Fragmento de origen
Quizá ni siquiera el propio profeta sabe quién es este «hijo único», por el
que se entona un lamento tan grande como el luto de los sirios paganos por
su dios Hadad-Rimón, que muere y resucita; del que se dice que los mismos
que se lamentan lo han matado, «traspasado». Además este gran llanto
está suscitado por «un espíritu de gracia y de clemencia» que es derramado
por Dios, y con motivo de tan gran lamentación se alumbrará en la ciudad
santa «un manantial contra los pecados e impurezas». ¿Tuvo realmente el
profeta un presentimiento de que todo esto sucedería: el Hijo de Dios
traspasado, el manantial (que en último término brota de él mismo) y el
espíritu de oración que por la muerte del traspasado se derrama sobre el
pueblo? Resulta casi obligado suponer que aquí aparece un oscuro barrunto
de lo que se dice claramente en el evangelio: el Mesías tendrá que padecer
mucho y morir, y el espíritu de oración y purificación hará posible una
compasión interior (H. von Balthasar).

Problema planteado A
Extrae de las entradas todas las líneas que contengan la cadena "sepal", distinguiendo entre mayúsculas y minúsculas.
Problema planteado B
Reanuda el fragmento sobre el lamento por el traspasado a partir de su última oración.
El fragmento y las entradas no guardan ninguna relación entre sí.

Datos almacenados

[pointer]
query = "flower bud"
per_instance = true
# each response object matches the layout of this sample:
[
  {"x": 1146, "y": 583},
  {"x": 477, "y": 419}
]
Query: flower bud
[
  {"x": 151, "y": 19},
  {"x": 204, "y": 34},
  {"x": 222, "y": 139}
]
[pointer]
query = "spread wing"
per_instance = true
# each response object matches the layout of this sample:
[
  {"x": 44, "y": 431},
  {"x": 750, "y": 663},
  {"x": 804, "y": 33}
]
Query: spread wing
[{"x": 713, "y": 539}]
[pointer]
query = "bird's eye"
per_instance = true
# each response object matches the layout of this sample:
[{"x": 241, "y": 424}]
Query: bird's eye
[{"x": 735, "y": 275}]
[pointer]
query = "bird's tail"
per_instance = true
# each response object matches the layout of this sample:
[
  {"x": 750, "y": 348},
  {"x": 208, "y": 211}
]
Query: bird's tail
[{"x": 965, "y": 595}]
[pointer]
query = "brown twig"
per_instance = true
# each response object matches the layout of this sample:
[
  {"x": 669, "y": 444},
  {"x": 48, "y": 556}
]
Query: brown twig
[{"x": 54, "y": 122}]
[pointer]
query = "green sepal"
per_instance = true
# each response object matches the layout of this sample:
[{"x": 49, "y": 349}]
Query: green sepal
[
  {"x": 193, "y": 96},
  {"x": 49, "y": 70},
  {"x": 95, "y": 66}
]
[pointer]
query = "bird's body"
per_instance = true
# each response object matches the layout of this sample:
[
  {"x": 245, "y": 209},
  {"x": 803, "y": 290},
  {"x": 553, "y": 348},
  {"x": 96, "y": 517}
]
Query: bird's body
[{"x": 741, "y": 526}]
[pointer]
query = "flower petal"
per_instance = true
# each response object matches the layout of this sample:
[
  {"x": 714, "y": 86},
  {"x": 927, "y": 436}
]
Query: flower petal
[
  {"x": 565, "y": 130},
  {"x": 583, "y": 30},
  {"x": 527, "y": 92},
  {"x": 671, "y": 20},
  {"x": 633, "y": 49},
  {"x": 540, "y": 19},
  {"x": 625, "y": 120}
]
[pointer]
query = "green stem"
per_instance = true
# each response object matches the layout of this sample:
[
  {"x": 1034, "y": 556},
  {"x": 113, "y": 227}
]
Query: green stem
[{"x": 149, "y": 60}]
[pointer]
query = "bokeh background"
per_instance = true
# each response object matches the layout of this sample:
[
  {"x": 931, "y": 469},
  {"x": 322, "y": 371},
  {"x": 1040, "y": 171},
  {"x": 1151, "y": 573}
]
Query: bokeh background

Respuesta A
query = "green sepal"
Query: green sepal

Respuesta B
El salmo sigue los anhelos de nuestro corazón, hasta el Señor, que
fundamenta nuestra esperanza: “ Dios, tú mi Dios, yo te busco, sed de ti
tiene mi alma, en pos de ti languidece mi carne, cual tierra seca,
agotada, sin agua. Como cuando en el santuario te veía, al
contemplar tu poder y tu gloria, -pues tu amor es mejor que la vida,
mis labios te glorificaban-, así quiero en mi vida bendecirte,
levantar mis manos en tu nombre; como de grasa y médula se
empapará mi alma, y alabará mi boca con labios jubilosos. porque tú
eres mi socorro, y yo exulto a la sombra de tus alas; mi alma se
aprieta contra ti, tu diestra me sostiene ”.
3. « Hijos de Dios en Cristo Jesús ». La segunda lectura cierra el abismo
que parece abrirse entre el destino del Mesías traspasado y el llamamiento
a seguirle que se hace en el evangelio a hombres completamente normales.
Si éstos «pierden su vida por mi causa », entran en la esfera del que
padece originariamente y por sustitución vicaria, se convierten en « Hijos
de Dios » en él, no en el sentido de los misterios paganos de Hadad-Rimón,
sino en el sentido que Pablo desvela cuando muestra cómo el creyente por
el bautismo « se reviste de Cristo ». Se sobrentiende que no se trata de
algo externo como el vestido, que permanece fuera del cuerpo, sino de una
realidad dentro de la cual el hombre se pierde (hacerse a su forma, meterse
en su piel, participar de su vida y sus sentimientos). Por eso los cristianos
no llevan cada uno su vestido personal, sino el vestido de Cristo, el Cristo
vivo que acoge a todos en sí para que todos sean «uno» en él y puedan así
participar interiormente en su destino único («cargar con su cruz cada día»)
(H. von Balthasar).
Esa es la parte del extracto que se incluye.